§ Passage

* start *

Race details
- Date: 23 April 1962
- Official name: X Glover Trophy
- Location: Goodwood Circuit, West Sussex
- Course: Permanent racing facility
- Course length: 3.862 km (2.4 miles)
- Distance: 42 laps, 162.2 km (100.8 miles)

Pole position
- Driver: Stirling Moss; / Lotus-Climax
- Time: 1:34.2

Fastest lap
- Drivers: John Surtees / Lola-Climax
- Stirling Moss / Lotus-Climax
- Time: 1:22.0

Podium
- First: Graham Hill; / BRM
- Second: Bruce McLaren; / Cooper-Climax
- Third: Innes Ireland; / Lotus-Climax

= 1962 Glover Trophy =

The 10th Glover Trophy was a motor race, run for Formula One cars, held on 23 April 1962 at Goodwood Circuit, England. The race was run over 42 laps of the circuit, and was won by British driver Graham Hill in a BRM P57.

This race was held directly after the 1962 Lavant Cup, on the same day at the same circuit. Bruce McLaren, who had won the Lavant Cup, finished second in this race. Another Formula One race, the 1962 Pau Grand Prix, was also held on the same day.

This event was particularly notable for the serious accident suffered by Stirling Moss, which ended his Formula One career.

* end *

§ Directives
- 1) Transcribe the part of the race report running from "Race details" down to "km (100.8 miles)".
- 2) Pull out each line of the listing below that contains the string "earring".
The race report and the listing have nothing to do with each other.

§ Data provided
* start *

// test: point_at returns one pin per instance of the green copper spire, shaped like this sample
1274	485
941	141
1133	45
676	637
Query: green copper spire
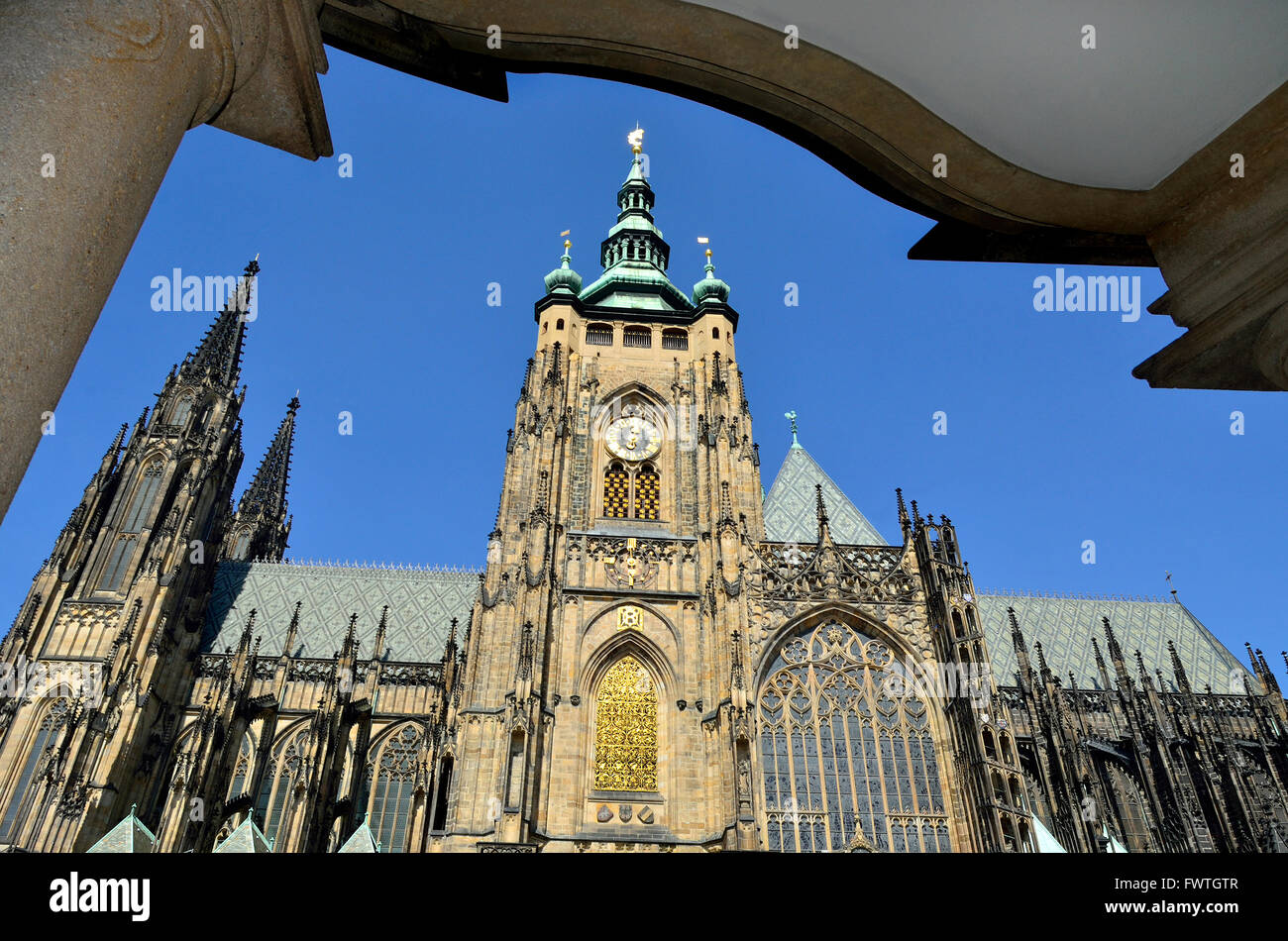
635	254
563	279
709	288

* end *
* start *

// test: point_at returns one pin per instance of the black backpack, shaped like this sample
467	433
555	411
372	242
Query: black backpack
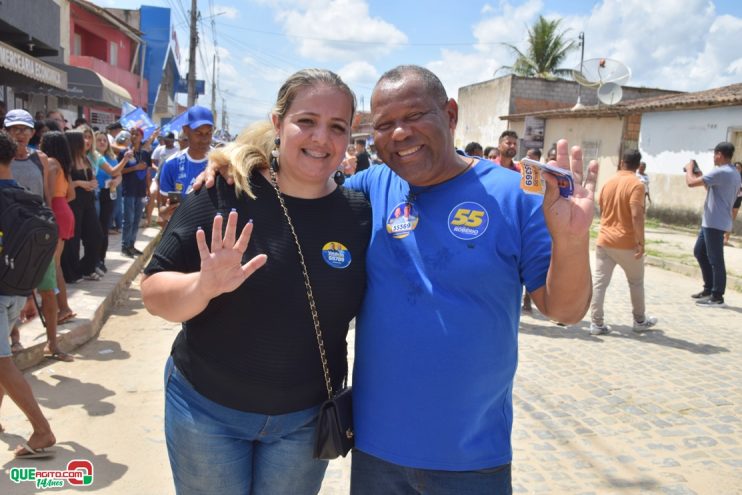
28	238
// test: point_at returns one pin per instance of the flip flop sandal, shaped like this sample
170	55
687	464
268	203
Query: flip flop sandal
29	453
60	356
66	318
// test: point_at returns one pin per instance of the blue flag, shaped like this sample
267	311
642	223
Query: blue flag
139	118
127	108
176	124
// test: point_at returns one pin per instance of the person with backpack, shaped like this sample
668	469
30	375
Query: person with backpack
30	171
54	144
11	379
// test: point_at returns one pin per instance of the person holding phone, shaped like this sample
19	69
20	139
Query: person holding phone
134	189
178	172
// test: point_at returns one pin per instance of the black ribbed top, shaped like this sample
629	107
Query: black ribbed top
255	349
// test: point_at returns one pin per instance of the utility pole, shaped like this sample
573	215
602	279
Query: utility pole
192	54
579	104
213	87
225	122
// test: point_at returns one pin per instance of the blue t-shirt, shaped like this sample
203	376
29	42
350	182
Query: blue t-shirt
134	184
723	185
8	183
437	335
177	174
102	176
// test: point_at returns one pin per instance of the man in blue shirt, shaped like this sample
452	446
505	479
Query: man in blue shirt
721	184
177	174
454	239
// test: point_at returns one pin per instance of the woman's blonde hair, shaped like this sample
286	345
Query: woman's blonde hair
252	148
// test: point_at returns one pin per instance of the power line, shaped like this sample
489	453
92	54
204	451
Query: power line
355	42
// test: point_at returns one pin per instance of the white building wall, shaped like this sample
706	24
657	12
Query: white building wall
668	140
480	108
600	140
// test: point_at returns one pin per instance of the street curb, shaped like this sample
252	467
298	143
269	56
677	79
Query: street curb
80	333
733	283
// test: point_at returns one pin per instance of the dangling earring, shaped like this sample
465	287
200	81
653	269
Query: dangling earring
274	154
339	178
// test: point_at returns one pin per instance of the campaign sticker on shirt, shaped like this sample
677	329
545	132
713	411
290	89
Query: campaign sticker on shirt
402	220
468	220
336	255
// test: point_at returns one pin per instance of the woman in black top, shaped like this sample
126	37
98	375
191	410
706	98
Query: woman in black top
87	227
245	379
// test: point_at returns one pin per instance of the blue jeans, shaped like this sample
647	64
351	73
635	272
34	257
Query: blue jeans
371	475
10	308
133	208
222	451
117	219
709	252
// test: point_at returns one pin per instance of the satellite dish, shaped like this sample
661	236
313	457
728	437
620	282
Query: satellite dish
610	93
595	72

* end *
* start *

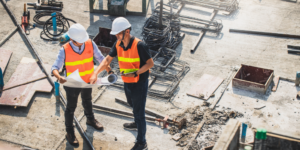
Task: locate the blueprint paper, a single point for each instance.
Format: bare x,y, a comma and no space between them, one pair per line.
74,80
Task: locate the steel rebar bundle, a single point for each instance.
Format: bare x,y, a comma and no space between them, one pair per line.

* end *

§ Solved problems
- 1)
Race details
- Date: 23 April 1962
- Official name: X Glover Trophy
- Location: Goodwood Circuit, West Sussex
- Course: Permanent racing facility
- Course length: 3.862 km (2.4 miles)
- Distance: 42 laps, 162.2 km (100.8 miles)

- 2)
// test: point_at returns one pin per instance of the dangling earring, shaped like this sample
Query: dangling earring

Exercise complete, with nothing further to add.